- THE TASK
Rewrite every line of the records with each occurrence of "in this picture" changed to "in this image", keeping everything else the same. Omit the pictures from your answer.

[Coordinate labeling records]
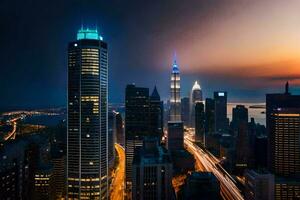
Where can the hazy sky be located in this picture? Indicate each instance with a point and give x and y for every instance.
(247, 47)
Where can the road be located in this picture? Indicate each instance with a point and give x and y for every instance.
(209, 163)
(117, 186)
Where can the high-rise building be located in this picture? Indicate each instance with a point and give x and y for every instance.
(175, 106)
(156, 110)
(199, 122)
(259, 185)
(152, 172)
(209, 116)
(283, 129)
(239, 116)
(175, 125)
(195, 96)
(111, 140)
(221, 121)
(118, 129)
(87, 165)
(137, 124)
(185, 110)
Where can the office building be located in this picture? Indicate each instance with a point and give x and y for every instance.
(119, 130)
(137, 124)
(185, 110)
(209, 116)
(221, 121)
(175, 125)
(111, 140)
(239, 116)
(259, 185)
(195, 96)
(152, 172)
(283, 129)
(87, 163)
(199, 122)
(156, 109)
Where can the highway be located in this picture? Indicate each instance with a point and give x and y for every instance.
(117, 186)
(210, 163)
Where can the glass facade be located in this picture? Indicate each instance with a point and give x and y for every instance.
(87, 165)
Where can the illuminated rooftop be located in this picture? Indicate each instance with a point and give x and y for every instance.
(87, 33)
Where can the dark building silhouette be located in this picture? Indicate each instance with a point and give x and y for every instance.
(185, 110)
(137, 124)
(87, 163)
(221, 121)
(283, 129)
(152, 172)
(239, 116)
(156, 114)
(209, 116)
(199, 122)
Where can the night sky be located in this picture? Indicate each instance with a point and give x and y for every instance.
(245, 47)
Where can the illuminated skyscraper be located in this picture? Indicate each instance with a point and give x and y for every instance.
(175, 107)
(87, 165)
(221, 122)
(195, 96)
(283, 129)
(175, 125)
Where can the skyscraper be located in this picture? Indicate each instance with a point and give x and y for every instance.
(175, 125)
(239, 116)
(199, 122)
(175, 107)
(137, 122)
(195, 96)
(283, 129)
(152, 172)
(185, 110)
(209, 116)
(221, 122)
(87, 166)
(156, 110)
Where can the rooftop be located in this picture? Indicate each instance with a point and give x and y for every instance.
(87, 33)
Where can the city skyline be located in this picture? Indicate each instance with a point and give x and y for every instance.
(225, 46)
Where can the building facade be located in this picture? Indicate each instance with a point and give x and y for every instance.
(152, 172)
(87, 165)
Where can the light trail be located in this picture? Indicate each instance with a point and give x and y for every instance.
(117, 186)
(228, 188)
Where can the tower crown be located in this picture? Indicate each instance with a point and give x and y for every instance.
(87, 33)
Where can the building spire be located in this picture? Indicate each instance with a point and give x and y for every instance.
(287, 88)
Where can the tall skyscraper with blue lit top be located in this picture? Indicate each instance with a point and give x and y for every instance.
(87, 165)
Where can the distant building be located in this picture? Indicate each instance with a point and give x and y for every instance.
(283, 129)
(239, 116)
(111, 139)
(152, 172)
(221, 121)
(195, 96)
(175, 136)
(185, 110)
(209, 116)
(87, 164)
(137, 122)
(201, 185)
(118, 128)
(156, 110)
(199, 122)
(259, 185)
(175, 125)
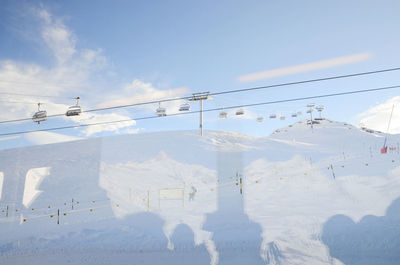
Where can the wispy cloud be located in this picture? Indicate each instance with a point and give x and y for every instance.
(139, 91)
(70, 74)
(9, 138)
(49, 138)
(377, 117)
(302, 68)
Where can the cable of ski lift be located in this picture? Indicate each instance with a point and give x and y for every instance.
(210, 110)
(221, 93)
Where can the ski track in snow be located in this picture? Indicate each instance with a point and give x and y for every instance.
(295, 184)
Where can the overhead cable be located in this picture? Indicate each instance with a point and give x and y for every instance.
(208, 110)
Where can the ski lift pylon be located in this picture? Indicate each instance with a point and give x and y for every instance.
(40, 115)
(184, 107)
(223, 114)
(160, 111)
(74, 110)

- FINAL ANSWER
Where can the hazy sky be located in this image? Indicate each instance with a point and give x and y for every instance.
(247, 47)
Where can the road be located in this image? Indicate each instance with a point and give x and y for every instance.
(209, 163)
(117, 186)
Where can the high-rise building be located in this image? Indicate each instance with a point and give x and y for every instance.
(175, 106)
(156, 110)
(199, 122)
(259, 185)
(152, 172)
(209, 116)
(283, 129)
(239, 116)
(175, 125)
(195, 96)
(111, 140)
(221, 121)
(118, 129)
(87, 165)
(137, 124)
(185, 110)
Where can the office building be located in this image? Indicate each instance with a point and give x and y for every instance.
(119, 130)
(137, 124)
(185, 110)
(209, 116)
(221, 121)
(175, 125)
(111, 140)
(239, 116)
(259, 185)
(195, 96)
(152, 172)
(283, 129)
(87, 163)
(199, 122)
(156, 109)
Where can the highway be located in this image? Indicate each instance with a point and give x and y for every instance.
(117, 186)
(210, 163)
Where can the glass facade be located in this image? Indicate each instance with a point and give x and y for every instance.
(87, 165)
Where can the illuminated rooftop be located in this image? Indicate each instance with a point and give x and y for every instance.
(87, 33)
Where can the dark building silhouette be located in this image? Indicate each instance with a point and give x and y for every instance.
(185, 110)
(137, 124)
(87, 163)
(221, 121)
(283, 129)
(152, 172)
(239, 116)
(156, 114)
(209, 116)
(199, 122)
Where can the night sky be located in this image? Indicate each instance with a point and give x and y for every instance.
(245, 47)
Where can the illuminated skyscraper be located in this image? Indicate each instance with a point and give x and y for every instance.
(175, 107)
(87, 165)
(221, 122)
(195, 96)
(283, 129)
(175, 125)
Where can the skyscraper be located in this image? Indicate each instance with a point and give x and y for every instance.
(175, 125)
(239, 116)
(199, 122)
(175, 107)
(137, 122)
(195, 96)
(283, 129)
(152, 172)
(185, 110)
(209, 116)
(221, 122)
(87, 166)
(156, 110)
Where can the rooftop be located in this image? Indicate each instance with a point and give x and y for every instance.
(87, 33)
Where can the city skyline be located in this image? Indicate each instance with a point and give x and y for every instance.
(225, 46)
Where can the building facade be located in this image? Indicate each instance with a point and give x and y for every instance.
(152, 172)
(87, 165)
Where can the light trail be located in this image? Indicate each instance with a point and give x and y for every instance.
(117, 186)
(228, 188)
Where can the tower crown be located in this image? Indicate each instance with a point and give x and y for every instance.
(87, 33)
Where can the building spire be located in this image? Indicate each instance with a point and give x and y for every instance.
(287, 88)
Where can the tall skyscraper with blue lit top be located in this image? Indicate each instance with a point and give x and y for every instance.
(87, 165)
Where can the distant building be located in this image? Indicate each instance with a point and give x and y for every instance.
(283, 129)
(239, 116)
(111, 139)
(152, 172)
(221, 121)
(195, 96)
(175, 136)
(185, 110)
(209, 116)
(87, 164)
(137, 122)
(201, 185)
(118, 128)
(156, 110)
(199, 122)
(259, 185)
(175, 125)
Where can the wispy cloud be located in this image? Indicate each instance with a point and give x and y for every instance.
(139, 91)
(70, 74)
(9, 138)
(49, 138)
(377, 117)
(302, 68)
Where can the cable of ski lift be located in this image? Indicate each instance with a point and give x and y for every instance.
(210, 110)
(221, 93)
Where can the ski track in snow be located in this image? Indicate each instance with a point and give x and y for every instance.
(295, 184)
Where can the overhead cable be located in this image? Indicate each instance with a point and give x and y for every instance.
(208, 110)
Where can the ski lift pylon be located in this image? Indicate each instance with a point and give x and y for every instance.
(40, 115)
(184, 107)
(223, 114)
(160, 111)
(74, 110)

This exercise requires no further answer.